Records from a data source
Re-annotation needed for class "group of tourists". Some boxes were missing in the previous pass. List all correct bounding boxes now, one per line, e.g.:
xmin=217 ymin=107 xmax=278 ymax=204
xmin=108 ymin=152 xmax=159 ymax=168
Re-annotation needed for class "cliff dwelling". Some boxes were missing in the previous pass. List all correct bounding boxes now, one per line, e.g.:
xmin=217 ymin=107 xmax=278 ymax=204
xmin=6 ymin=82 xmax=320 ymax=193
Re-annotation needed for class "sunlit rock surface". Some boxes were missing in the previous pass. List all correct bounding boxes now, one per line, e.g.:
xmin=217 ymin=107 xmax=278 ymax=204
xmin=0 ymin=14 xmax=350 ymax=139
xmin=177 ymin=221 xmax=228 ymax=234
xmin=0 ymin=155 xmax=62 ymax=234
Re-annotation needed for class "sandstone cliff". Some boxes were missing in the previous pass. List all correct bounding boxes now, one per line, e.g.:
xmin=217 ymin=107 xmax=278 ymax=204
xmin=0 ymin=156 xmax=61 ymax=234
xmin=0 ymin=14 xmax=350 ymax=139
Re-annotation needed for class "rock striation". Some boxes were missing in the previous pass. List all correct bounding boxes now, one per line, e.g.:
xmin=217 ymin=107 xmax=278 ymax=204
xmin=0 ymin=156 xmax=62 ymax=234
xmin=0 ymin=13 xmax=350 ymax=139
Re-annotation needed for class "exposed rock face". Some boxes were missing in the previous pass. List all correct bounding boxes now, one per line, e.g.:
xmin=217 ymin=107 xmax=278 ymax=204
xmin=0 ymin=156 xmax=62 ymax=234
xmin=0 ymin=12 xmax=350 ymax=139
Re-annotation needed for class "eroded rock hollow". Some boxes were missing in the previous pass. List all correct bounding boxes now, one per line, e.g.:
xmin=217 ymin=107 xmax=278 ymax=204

_Task requirements_
List each line of the listing above that contains the string "rock". Case counts.

_Answer to this problem_
Re-annotation needed for class "sunlit rock surface". Some boxes were missing in the previous pass. List all correct bounding boxes now, one per line, e.g.:
Re-annotation needed for class "rock striation". Some boxes were missing in the previous pass. List all correct bounding boxes now, one per line, e.g.:
Re-annotation needed for class "exposed rock face". Some boxes were missing in the previous pass. List all correct bounding boxes now, one per line, e.g.:
Re-annotation needed for class "eroded rock hollow". Some boxes were missing in the previous pass. List all correct bounding boxes now, one per line, e.g.:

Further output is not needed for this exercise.